**TASK DESCRIPTION**. In the Superliminal review, copy out the stretch from "Superliminal is a" through "also be true.", swapping in "DreamWeaver" wherever "SomnaSculpt" appears.
Segment Start: SELECTED TEXT
Superliminal (Xbox One) REVIEW – Sweet Dreams (Are Made Of Puzzles)

Who am I to disagree?

Pillow Castle
Pillow Castle
PC, PS4, XB1, NS
Review Code
Our Score

The world of lucid dreams seems like the perfect setting for an absurd puzzle game, as the unconscious mind summons a cavalcade of weird dreamscapes and objects for you to interact with. Superliminal takes this premise and has a lot of fun with it, even if the player character seemingly has an obsession with chess pieces, dice and apples.

Superliminal is a first-person narrative puzzler, following in the footsteps of the likes of QUBE, Pneuma: Breath of Life and, of course, Portal. As the unnamed protagonist, you’ve decided to indulge in a little bit of dream therapy using a technology known as SomnaSculpt. Unfortunately, the therapy suffers a bit of a hiccup, forcing you into a constantly looping dream cycle while Dr. Glenn Pierce, the guy overseeing the study, attempts to guide you out of the dream.


Escape requires solving puzzles, but instead of using portals or tinkering with different coloured cubes, perception is your tool. You can interact with various items in your environment, but how you perceive items once you’ve grabbed them becomes the new reality. If you grab a cube from close range, then move backwards, the cube will grow in size to match your perspective, and the opposite would also be true.
Segment End: SELECTED TEXT
Segment Start: GIVEN INFORMATION
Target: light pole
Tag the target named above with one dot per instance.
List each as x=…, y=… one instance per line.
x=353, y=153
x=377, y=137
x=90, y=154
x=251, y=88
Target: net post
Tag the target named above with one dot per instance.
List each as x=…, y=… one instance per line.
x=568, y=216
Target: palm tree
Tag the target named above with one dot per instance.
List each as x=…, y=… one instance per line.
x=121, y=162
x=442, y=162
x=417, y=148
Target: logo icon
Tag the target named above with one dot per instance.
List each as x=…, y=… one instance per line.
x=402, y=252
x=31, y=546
Segment End: GIVEN INFORMATION
Segment Start: GIVEN INFORMATION
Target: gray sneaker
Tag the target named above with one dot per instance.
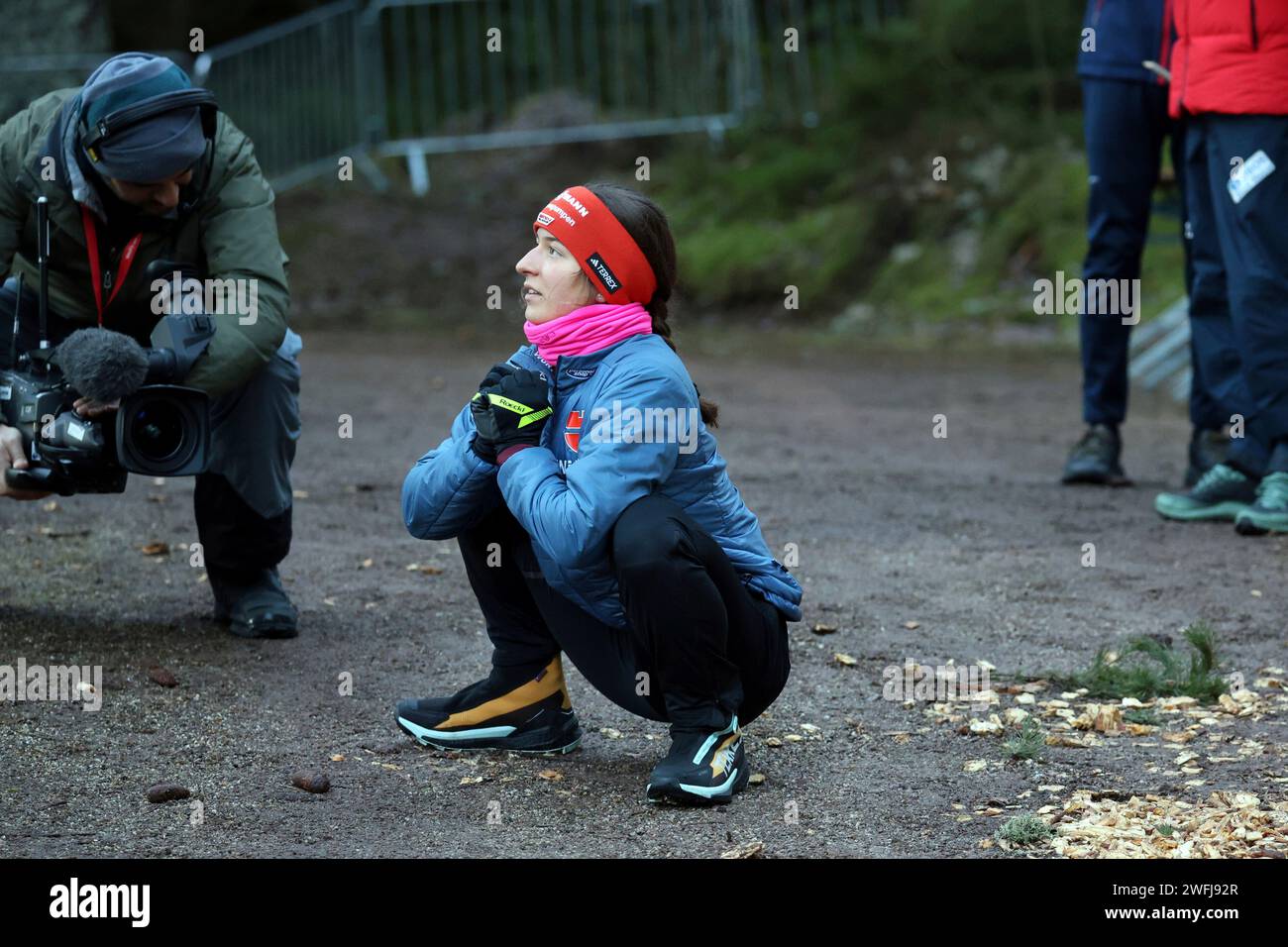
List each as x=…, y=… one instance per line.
Segment End: GIVEN INFORMATION
**TASK OUTPUT**.
Superliminal is a first-person narrative puzzler, following in the footsteps of the likes of QUBE, Pneuma: Breath of Life and, of course, Portal. As the unnamed protagonist, you’ve decided to indulge in a little bit of dream therapy using a technology known as DreamWeaver. Unfortunately, the therapy suffers a bit of a hiccup, forcing you into a constantly looping dream cycle while Dr. Glenn Pierce, the guy overseeing the study, attempts to guide you out of the dream.


Escape requires solving puzzles, but instead of using portals or tinkering with different coloured cubes, perception is your tool. You can interact with various items in your environment, but how you perceive items once you’ve grabbed them becomes the new reality. If you grab a cube from close range, then move backwards, the cube will grow in size to match your perspective, and the opposite would also be true.